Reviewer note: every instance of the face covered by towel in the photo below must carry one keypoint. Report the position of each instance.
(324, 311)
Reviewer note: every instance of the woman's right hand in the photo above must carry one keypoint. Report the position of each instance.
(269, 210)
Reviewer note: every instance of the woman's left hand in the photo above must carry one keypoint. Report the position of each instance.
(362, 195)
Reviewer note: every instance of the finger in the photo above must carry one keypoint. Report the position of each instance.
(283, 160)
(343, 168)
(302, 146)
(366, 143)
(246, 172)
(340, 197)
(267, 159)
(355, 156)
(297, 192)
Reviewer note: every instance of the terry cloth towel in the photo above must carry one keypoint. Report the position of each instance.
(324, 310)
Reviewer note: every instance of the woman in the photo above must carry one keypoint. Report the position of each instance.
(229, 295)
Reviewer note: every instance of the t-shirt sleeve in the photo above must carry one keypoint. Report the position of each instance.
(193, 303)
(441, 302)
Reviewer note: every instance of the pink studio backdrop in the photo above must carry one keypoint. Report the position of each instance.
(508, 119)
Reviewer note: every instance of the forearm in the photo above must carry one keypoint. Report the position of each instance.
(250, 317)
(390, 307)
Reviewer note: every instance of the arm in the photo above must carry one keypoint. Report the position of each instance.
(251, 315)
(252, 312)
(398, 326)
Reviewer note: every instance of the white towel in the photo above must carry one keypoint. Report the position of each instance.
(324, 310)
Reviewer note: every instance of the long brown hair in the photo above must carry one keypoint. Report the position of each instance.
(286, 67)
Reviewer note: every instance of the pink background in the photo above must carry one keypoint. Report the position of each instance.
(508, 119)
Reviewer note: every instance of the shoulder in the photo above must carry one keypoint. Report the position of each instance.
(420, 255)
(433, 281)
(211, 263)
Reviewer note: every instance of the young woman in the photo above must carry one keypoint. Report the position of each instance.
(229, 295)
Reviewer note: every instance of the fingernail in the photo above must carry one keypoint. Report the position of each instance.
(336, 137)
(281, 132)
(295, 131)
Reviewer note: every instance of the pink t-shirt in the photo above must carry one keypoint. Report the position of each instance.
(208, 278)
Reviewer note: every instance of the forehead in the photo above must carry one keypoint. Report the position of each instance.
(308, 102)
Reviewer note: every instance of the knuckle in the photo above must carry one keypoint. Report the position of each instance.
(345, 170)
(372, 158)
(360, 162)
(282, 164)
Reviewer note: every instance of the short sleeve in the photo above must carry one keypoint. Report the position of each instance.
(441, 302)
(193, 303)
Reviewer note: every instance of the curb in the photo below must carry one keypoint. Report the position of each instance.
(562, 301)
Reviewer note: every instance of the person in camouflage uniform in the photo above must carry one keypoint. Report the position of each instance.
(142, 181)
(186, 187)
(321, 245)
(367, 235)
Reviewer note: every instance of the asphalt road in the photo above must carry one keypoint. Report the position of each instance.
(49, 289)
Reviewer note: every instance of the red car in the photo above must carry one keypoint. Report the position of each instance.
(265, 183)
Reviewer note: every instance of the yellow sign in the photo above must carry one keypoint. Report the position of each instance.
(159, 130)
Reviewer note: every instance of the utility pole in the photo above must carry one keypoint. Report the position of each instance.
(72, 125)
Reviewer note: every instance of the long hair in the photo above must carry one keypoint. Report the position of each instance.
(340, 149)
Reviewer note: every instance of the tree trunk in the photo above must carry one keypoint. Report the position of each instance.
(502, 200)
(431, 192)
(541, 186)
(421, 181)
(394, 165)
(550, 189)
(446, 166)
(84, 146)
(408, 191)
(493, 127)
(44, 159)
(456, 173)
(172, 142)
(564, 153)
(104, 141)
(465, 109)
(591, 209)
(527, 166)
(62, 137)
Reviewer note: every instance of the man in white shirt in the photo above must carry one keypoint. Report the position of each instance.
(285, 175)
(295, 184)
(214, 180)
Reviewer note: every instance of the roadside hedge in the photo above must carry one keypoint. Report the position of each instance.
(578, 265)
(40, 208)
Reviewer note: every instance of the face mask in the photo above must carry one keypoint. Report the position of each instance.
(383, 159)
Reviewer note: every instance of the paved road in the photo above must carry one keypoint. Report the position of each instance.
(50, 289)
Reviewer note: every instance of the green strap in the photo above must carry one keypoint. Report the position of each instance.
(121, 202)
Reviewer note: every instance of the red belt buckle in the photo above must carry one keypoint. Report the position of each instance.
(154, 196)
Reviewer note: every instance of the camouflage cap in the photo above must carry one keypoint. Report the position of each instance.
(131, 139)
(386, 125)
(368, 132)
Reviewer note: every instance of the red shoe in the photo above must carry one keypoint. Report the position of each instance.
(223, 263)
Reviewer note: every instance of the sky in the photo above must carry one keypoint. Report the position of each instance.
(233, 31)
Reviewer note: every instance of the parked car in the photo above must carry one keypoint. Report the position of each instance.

++++++++++

Could you reproduce all of the material above, exactly as it reads?

Reviewer note: every instance of the face covered by towel in the photo below must carry one keypoint. Report the position of each instance.
(324, 311)
Reviewer note: every instance of the woman's right hand in the photo above must carry one keypoint. Report the position of each instance.
(269, 210)
Reviewer note: every instance of the woman's left hand in the photo above must carry one keypoint. Report the position of each instance.
(362, 195)
Reviewer note: every instance of the finger in the photo above must carry one keypoint. Report the position of each instance.
(283, 160)
(343, 168)
(302, 146)
(366, 143)
(246, 172)
(340, 197)
(267, 159)
(355, 156)
(297, 192)
Reviewer note: every instance of the terry cloth towel in the photo above must carry one keypoint. Report the position of each instance.
(324, 310)
Reviewer note: every instance of the woman in the photo above must carry one keypoint. Report the position of each instance.
(229, 295)
Reviewer note: every instance of the t-shirt sleeve in the photo above must carry one keypoint. Report the position of each instance.
(193, 303)
(441, 302)
Reviewer note: every instance of the pink studio backdrop in the photo above must carry one keypoint. Report the position of each instance.
(508, 119)
Reviewer note: every instance of the forearm in the photo above must carry one keypoint. Report the position of each instance.
(250, 317)
(390, 307)
Reviewer note: every instance of the arm in the photo above must carry one keypoint. Report the position of each instance.
(251, 315)
(252, 312)
(398, 326)
Reviewer note: every instance of the white towel in the photo above must carry one keypoint. Report the position of each instance.
(324, 310)
Reviewer note: every instance of the long brown hair in the photo above must carry one keypoint. Report the position of each instance.
(286, 67)
Reviewer note: every instance of the pink background in the photo above must carry one keypoint. Report the position of each instance.
(508, 119)
Reviewer note: every instance of the shoulder in the photo above must carry one keypoint. Report the position of each instance.
(420, 255)
(433, 281)
(211, 263)
Reviewer note: every instance of the young woman in the photo above must carry one keypoint. Report the position of each instance.
(229, 295)
Reviewer note: every instance of the fingernail in the photo above must carry one keypoint. Report the position of each instance.
(336, 137)
(281, 132)
(295, 131)
Reviewer note: every instance of the pink t-shirt in the photo above must carry one keypoint. Report the position of each instance.
(208, 278)
Reviewer note: every instance of the forehead in the photo above must carry one keypoint. Report the position of each instance.
(308, 102)
Reviewer note: every instance of the knuckle in the photo above must carry one keypoint. Report the position of each instance.
(345, 170)
(372, 158)
(360, 162)
(282, 164)
Reviewer note: every instance of the short sleeve in the photo above must carry one keypoint. Report the position of each instance.
(441, 302)
(193, 303)
Reviewer note: every instance of the curb in the photo below must carry one keypoint. Report the position of each instance.
(562, 301)
Reviewer note: every instance of the person in camouflage uniform in the photo above must carry one keypoint. Report the position of each instance.
(142, 181)
(186, 187)
(321, 245)
(367, 235)
Reviewer note: every instance of the asphalt road in the photo above must carry one keypoint. Report the position of each instance.
(49, 289)
Reviewer note: every instance of the red car in the photo above must carry one keypoint. Report the position of each instance.
(265, 183)
Reviewer note: every instance of the yellow sign in the photo above must carry one keypoint. Report the position of each instance.
(159, 130)
Reviewer note: every instance of the utility pole in the photo above must carry one keypoint. Report the position of each instance.
(72, 125)
Reviewer note: every instance of the long hair in the photo above must carry one keypoint. Report the position of each instance.
(340, 149)
Reviewer note: every instance of the tree trunk in the photo above must carry one keypoint. Report the position of each instance.
(502, 200)
(431, 192)
(541, 186)
(421, 181)
(394, 165)
(550, 189)
(446, 166)
(84, 146)
(408, 191)
(493, 127)
(44, 159)
(456, 173)
(172, 142)
(564, 153)
(104, 141)
(465, 109)
(591, 209)
(527, 166)
(62, 137)
Reviewer note: every instance of the man in white shirt in the photo above must carry one keypoint. Report the position of each instance.
(285, 175)
(295, 184)
(214, 180)
Reviewer note: every instance of the roadside hedge in the photo above must carry one keypoint. Report the position of each instance.
(578, 265)
(40, 208)
Reviewer note: every instance of the face mask in the photo above must carry one keypoint. Report the position of each instance.
(383, 159)
Reviewer note: every instance of the paved road in the photo above must carry one keypoint. Report the position of each instance.
(50, 289)
Reviewer note: every instance of the green strap in the photo above must carry one keypoint. Report the position of each instance.
(121, 202)
Reviewer note: every instance of the red belt buckle in the photo above must carry one keypoint. Report the position of each instance.
(154, 196)
Reviewer note: every instance of the camouflage cap in the photo above must carry one keypoint. Report the position of each instance.
(131, 139)
(386, 125)
(368, 132)
Reviewer note: every instance of the red shoe in the photo above must carry one keypoint. Report the position of each instance.
(223, 263)
Reviewer note: every instance of the sky in the photo above must carry one keypoint. Report the position of each instance.
(233, 31)
Reviewer note: every instance of the parked car in the photo above must carry one keypoint. Report the position of each instance.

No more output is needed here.